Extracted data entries
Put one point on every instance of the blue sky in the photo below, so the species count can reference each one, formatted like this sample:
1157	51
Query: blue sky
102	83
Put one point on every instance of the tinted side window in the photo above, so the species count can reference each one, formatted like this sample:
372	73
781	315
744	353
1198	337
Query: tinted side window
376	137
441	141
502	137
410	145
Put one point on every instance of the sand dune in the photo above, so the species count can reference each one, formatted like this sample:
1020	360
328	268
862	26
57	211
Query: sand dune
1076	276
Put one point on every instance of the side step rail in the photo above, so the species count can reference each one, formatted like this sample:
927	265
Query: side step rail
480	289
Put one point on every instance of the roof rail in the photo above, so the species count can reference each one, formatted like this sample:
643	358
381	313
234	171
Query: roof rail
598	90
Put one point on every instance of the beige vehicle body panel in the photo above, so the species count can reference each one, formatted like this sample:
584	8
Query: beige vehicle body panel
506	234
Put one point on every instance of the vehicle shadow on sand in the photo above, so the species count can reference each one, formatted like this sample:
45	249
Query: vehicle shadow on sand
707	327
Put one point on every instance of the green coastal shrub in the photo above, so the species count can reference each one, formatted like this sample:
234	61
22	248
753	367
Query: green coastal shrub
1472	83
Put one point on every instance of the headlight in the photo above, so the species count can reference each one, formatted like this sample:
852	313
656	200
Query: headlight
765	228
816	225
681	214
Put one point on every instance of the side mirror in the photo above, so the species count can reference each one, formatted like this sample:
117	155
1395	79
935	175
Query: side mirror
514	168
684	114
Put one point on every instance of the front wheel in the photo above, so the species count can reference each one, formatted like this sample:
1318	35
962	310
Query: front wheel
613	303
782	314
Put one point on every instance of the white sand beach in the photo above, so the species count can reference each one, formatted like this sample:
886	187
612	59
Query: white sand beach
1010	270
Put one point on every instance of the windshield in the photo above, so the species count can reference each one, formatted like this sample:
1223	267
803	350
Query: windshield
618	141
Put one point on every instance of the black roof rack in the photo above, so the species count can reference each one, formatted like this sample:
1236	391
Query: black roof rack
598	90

[TO DO] Each and every record above needs writing out exactly.

[OUTPUT]
Put one point on every instance of the blue sky in the photo below, so the species count can reference each one, formatted like this sample:
1157	51
Query: blue sky
102	83
Put one point on every instance of the tinted side window in the photo above, so the species count can reference each one, formatted like this sample:
372	73
781	315
744	353
1198	337
Query: tinted side window
376	137
441	141
502	137
410	145
Put one point on every instance of the sand dune in the photo above, so the species count can reference each one, formatted like this sample:
1020	360
328	268
862	26
57	211
Query: sand dune
1076	276
Put one point on every instance of the side step rail in the photo above, so the species count can reference each one, formatted like this sample:
927	265
Query: side step rail
480	289
Put one point on every instance of the roof rail in the photo above, so the species count can reference each one, formatted like this sample:
643	358
381	313
234	171
Query: roof rail
598	90
Put one point on every instance of the beige vehicle body panel in the photo above, so the species count can reference each one, formatted like this sample:
584	8
Query: beige vehicle body panel
506	234
Put one point on every instance of the vehicle shadow on sand in the photo above, so the species count can reference each one, formatted like this sample:
45	249
Query: vehicle shadow on sand
707	327
Put one point on every instance of the green coastal shrub in the photo above, so the species count can reference each one, formatted like this sample:
234	61
22	248
753	367
Query: green coastal shrub
1472	83
Put one point on every instance of the headlight in the photo above, so the species count can reference each one, formatted like this sample:
852	313
656	200
Query: headlight
765	228
816	225
681	214
Put one point on every instance of the side mirror in the photo above, so the species count can reference each one, formatted like this sample:
117	155
1395	79
935	175
Query: side mirror
514	168
684	114
Put one point on every instance of the front wheel in the photo above, so the species count can reference each one, formatted like this sample:
1318	35
962	310
Query: front wheel
613	303
782	314
Put one point on every instance of the white sand beach in the photo above, so the species count can reference each one, formatted like this sample:
886	187
612	59
Query: white sand beach
1010	270
Put one point on every instance of the windshield in the photo above, so the species count can reference each one, formatted like this sample:
1223	267
803	350
Query: windshield
618	141
Put one point on every instance of the black roof rack in the photo above, so the species count can reference each one, formatted like this sample:
1236	391
Query: black roof rack
598	90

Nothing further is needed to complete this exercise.